§ Image point grounding data
━━━━━━━━

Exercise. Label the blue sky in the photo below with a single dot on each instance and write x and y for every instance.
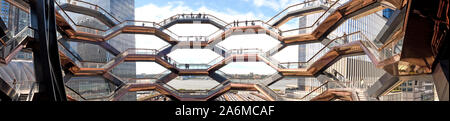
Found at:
(243, 6)
(228, 10)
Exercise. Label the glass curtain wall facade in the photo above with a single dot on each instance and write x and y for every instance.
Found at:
(15, 20)
(358, 69)
(122, 10)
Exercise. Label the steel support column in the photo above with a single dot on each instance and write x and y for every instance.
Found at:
(45, 51)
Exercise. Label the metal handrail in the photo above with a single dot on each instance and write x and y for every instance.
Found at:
(314, 90)
(325, 46)
(317, 21)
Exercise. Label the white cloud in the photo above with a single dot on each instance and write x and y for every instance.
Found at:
(274, 4)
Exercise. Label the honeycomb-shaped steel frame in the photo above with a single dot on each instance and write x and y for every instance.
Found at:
(209, 42)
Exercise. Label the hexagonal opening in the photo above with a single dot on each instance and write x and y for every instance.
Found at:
(89, 21)
(149, 95)
(122, 42)
(200, 57)
(300, 56)
(187, 29)
(91, 87)
(139, 72)
(90, 53)
(247, 41)
(294, 88)
(247, 72)
(193, 83)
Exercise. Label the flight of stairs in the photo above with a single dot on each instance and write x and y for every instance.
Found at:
(362, 96)
(23, 97)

━━━━━━━━

§ TASK ITEM
Return only the lines between the one holding "Exercise. Label the glass" and the one holding "Exercise. Label the white", inclusive, exactly as they appear above.

§ TASK RESULT
Exercise. Label the glass curtain wall facade in the photo above with a single dot on each instance and write x and y for every instance.
Found at:
(15, 20)
(358, 69)
(122, 10)
Exercise. Label the steel support column in the photo above with a single dot on each instance and write x and y for every instance.
Found at:
(45, 51)
Exercise. Label the metal handrail in the photo above with a single dot on each instance and write x and y for every instance.
Found at:
(314, 90)
(325, 46)
(317, 21)
Exercise. Label the white cloud in the photo above with a single dot on each instance and write x and y for every instance.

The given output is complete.